Required work:
Copy the data word for word, keeping every line.

[Collected data]
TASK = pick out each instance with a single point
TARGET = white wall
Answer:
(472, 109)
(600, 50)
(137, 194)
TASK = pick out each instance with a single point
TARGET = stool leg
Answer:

Exercise output:
TASK = pick out each instance with a single point
TARGET = white wall
Answer:
(472, 109)
(600, 50)
(137, 194)
TASK = pick out each instance with a single point
TARGET = stool leg
Answer:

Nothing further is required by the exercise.